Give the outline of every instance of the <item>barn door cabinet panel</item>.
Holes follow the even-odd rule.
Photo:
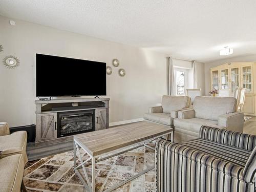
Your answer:
[[[108,110],[105,109],[96,109],[96,131],[101,130],[109,127]]]
[[[238,87],[246,89],[244,112],[256,116],[256,62],[224,63],[210,69],[210,89],[228,89],[231,97]]]
[[[56,113],[37,115],[36,124],[36,141],[37,142],[57,138]]]

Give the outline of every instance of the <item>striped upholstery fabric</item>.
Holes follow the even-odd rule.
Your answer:
[[[244,180],[249,182],[255,181],[256,174],[256,147],[254,147],[244,167],[243,175]]]
[[[191,139],[181,145],[243,167],[251,153],[243,148],[199,138]]]
[[[156,182],[158,192],[254,191],[256,152],[254,149],[253,155],[251,150],[247,149],[255,145],[255,138],[210,128],[202,127],[201,138],[181,144],[164,139],[157,141]],[[232,141],[235,135],[240,143]],[[249,139],[245,141],[242,138]]]
[[[252,151],[256,145],[256,136],[203,125],[199,137],[229,145]]]

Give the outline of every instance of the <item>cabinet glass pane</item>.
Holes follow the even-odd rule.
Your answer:
[[[228,86],[228,70],[221,70],[221,89],[229,89]]]
[[[243,67],[243,88],[246,89],[247,92],[251,92],[252,87],[251,67]]]
[[[239,69],[231,69],[231,92],[233,93],[236,89],[239,87]]]
[[[219,89],[219,71],[212,71],[212,89]]]

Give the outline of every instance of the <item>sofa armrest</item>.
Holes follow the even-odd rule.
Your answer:
[[[218,125],[227,127],[228,130],[243,133],[244,121],[244,113],[234,112],[219,116]]]
[[[252,151],[256,146],[256,136],[206,125],[199,131],[199,137],[213,141]]]
[[[170,112],[170,117],[175,119],[176,118],[178,118],[178,113],[181,111],[184,111],[184,110],[189,110],[189,109],[192,109],[193,108],[183,108],[183,109],[179,109],[175,110],[173,110]]]
[[[0,122],[0,136],[10,134],[10,129],[8,123]]]
[[[162,167],[169,167],[169,168],[181,169],[183,167],[182,164],[177,166],[174,164],[176,161],[183,159],[183,162],[187,162],[187,164],[190,166],[194,165],[194,167],[197,166],[203,166],[209,170],[215,170],[219,172],[220,174],[228,175],[234,178],[240,180],[244,180],[243,176],[243,170],[244,168],[226,161],[219,159],[213,156],[207,155],[206,154],[199,152],[191,148],[179,144],[175,143],[172,143],[166,140],[162,139],[158,139],[156,143],[156,173],[157,174],[159,173],[159,168]],[[166,155],[165,154],[169,154]],[[191,162],[191,163],[189,163]],[[174,165],[163,165],[162,163],[174,163]],[[173,170],[168,170],[172,172]],[[177,172],[177,170],[176,170]],[[206,174],[205,168],[202,168],[200,174],[204,175]],[[179,172],[180,174],[186,174],[186,173]]]
[[[162,106],[152,106],[148,110],[149,113],[163,113]]]
[[[256,147],[251,152],[248,159],[244,171],[243,176],[244,180],[248,182],[254,182],[255,181],[256,176]]]
[[[195,118],[195,110],[192,108],[178,112],[179,119],[191,119]]]

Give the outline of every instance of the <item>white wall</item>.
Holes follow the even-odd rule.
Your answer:
[[[256,54],[245,55],[240,57],[236,57],[233,58],[230,58],[228,59],[223,59],[222,60],[219,60],[215,61],[207,62],[205,63],[204,65],[204,71],[205,75],[205,95],[210,95],[209,91],[210,91],[210,69],[220,66],[221,65],[225,63],[226,62],[250,62],[250,61],[256,61]]]
[[[0,54],[0,122],[11,126],[35,123],[36,53],[109,66],[118,58],[126,74],[120,77],[119,68],[112,67],[114,73],[108,76],[110,122],[142,117],[148,106],[160,103],[161,96],[167,94],[164,54],[20,20],[13,26],[9,20],[0,16],[0,44],[4,48]],[[2,60],[8,55],[17,57],[19,67],[5,67]]]

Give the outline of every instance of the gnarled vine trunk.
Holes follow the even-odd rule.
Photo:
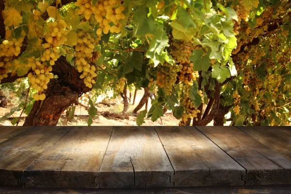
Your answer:
[[[24,126],[56,125],[62,113],[69,106],[77,103],[82,93],[90,90],[65,57],[58,60],[52,72],[58,79],[50,80],[45,91],[46,99],[35,101]]]
[[[135,107],[135,108],[134,109],[133,109],[133,111],[132,111],[132,113],[136,113],[142,108],[143,108],[143,107],[144,106],[145,104],[146,104],[146,101],[148,99],[148,97],[149,97],[150,96],[150,94],[149,92],[148,92],[148,89],[145,88],[145,94],[144,94],[144,96],[143,96],[143,97],[142,97],[141,101],[140,101],[139,103],[138,103],[138,104],[137,105],[136,107]]]

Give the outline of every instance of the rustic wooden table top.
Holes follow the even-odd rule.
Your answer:
[[[267,185],[291,185],[291,127],[0,127],[2,187]]]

────────────────

### SET PROBLEM
Rewrite the stretch from the line containing "Give the outline of every instance of the <item>striped" through the line containing "[[[191,139],[181,145],[243,167],[251,153],[243,148],[199,138]]]", both ends included, and give only those lines. Keep the request lines as they are, and scale every polygon coordinate in the answers by 0.45, rounding to whole numbers with halves going up.

### SOLUTION
Give the outline of every instance of the <item>striped upholstery fabric</item>.
Holes follow the even-odd rule.
Your answer:
[[[110,81],[112,82],[115,81],[115,78],[115,66],[114,66],[110,75],[109,79]]]
[[[86,63],[81,65],[109,75],[113,69],[109,67],[90,62]]]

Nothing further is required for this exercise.